## Start Stored data

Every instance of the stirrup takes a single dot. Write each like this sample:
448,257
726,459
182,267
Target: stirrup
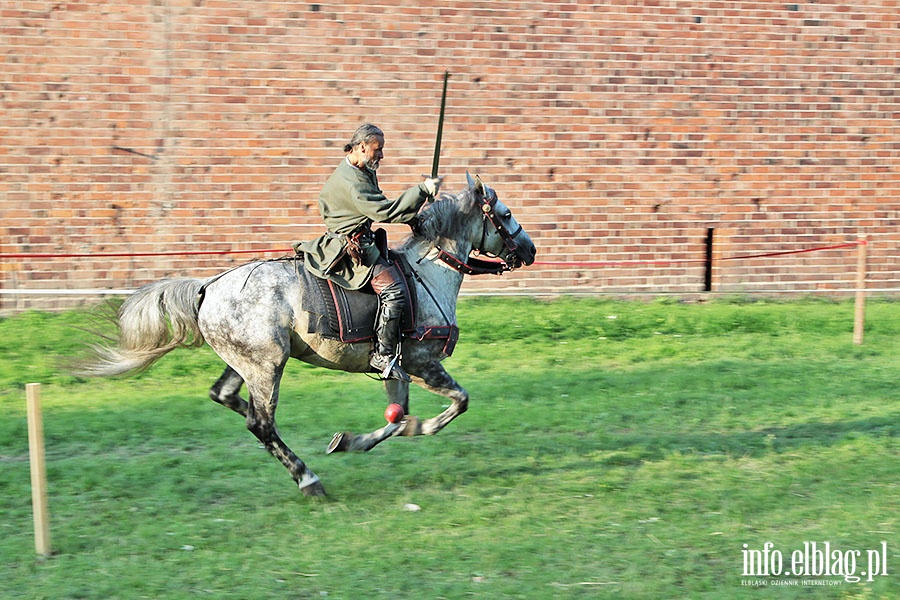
393,370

## End Stored data

● What to work on
Reproduce every line of the records above, requests included, but multiply each coordinate in the answers by 0.75 and round it to a whole number, with halves rounded up. Leave the numbers in the requests and their format samples unchanged, and omit the pictures.

● Problem solution
Every instance of the stirrup takes a single dot. Write each like this sample:
448,257
726,459
182,267
Target: stirrup
295,278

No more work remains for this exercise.